- _WHAT YOU NEED TO DO_:
When you retype the entries, keep each one exact and leave out the pictures.

--- DATASET ENTRIES ---

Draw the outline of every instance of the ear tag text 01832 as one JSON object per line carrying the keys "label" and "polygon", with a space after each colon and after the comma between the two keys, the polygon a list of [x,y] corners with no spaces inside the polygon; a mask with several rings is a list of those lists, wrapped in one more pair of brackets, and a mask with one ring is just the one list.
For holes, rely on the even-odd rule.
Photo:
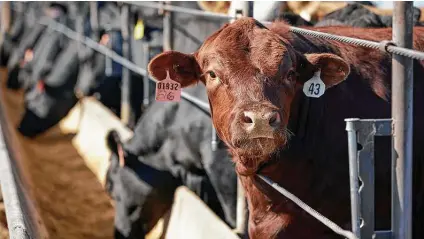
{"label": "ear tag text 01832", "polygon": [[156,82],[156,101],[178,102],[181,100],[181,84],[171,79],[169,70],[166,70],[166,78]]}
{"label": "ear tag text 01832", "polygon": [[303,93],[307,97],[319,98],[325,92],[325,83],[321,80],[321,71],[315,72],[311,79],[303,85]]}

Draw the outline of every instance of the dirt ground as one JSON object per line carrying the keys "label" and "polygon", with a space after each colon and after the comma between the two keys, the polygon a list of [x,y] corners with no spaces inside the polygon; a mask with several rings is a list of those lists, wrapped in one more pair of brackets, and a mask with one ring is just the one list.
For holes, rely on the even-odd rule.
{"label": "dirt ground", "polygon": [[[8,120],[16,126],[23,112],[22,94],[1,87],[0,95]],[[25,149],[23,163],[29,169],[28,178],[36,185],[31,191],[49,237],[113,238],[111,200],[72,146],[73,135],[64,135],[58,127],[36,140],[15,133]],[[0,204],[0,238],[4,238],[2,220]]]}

---

- _TASK RESPONSE_:
Draw the outline of every instance of the ear tag text 01832 as one JSON object per line carrying the keys "label" and "polygon", with a space after each colon and after the comma between the two keys, the polygon a list of [x,y] corners with no spaces inside the polygon; a mask with several rings is a list of those lists, wrapped in one more pair of brackets, and a mask with one ring is just the one list.
For holes, rely on the even-odd rule.
Photo:
{"label": "ear tag text 01832", "polygon": [[156,82],[156,101],[178,102],[181,100],[181,84],[171,79],[169,70],[166,70],[166,78]]}
{"label": "ear tag text 01832", "polygon": [[303,93],[307,97],[319,98],[325,92],[325,83],[321,80],[321,71],[315,72],[311,79],[303,85]]}

Draw the outline of every instance of the dirt ground as one JSON object per line carrying the keys "label" and "polygon", with a space after each colon and after the comma between the two keys, the polygon a list of [x,y] corners with no spaces inside the polygon; a mask with several rings is a list of those lists, wrapped in one more pair of brackets, and a mask with one ring is just the one list.
For holes, rely on the even-odd rule.
{"label": "dirt ground", "polygon": [[[8,120],[16,126],[23,112],[22,94],[1,87],[0,95]],[[25,149],[23,163],[29,169],[28,178],[36,185],[31,191],[49,237],[113,238],[111,200],[72,146],[73,135],[64,135],[58,127],[36,140],[15,133]],[[0,204],[0,238],[4,238],[2,220]]]}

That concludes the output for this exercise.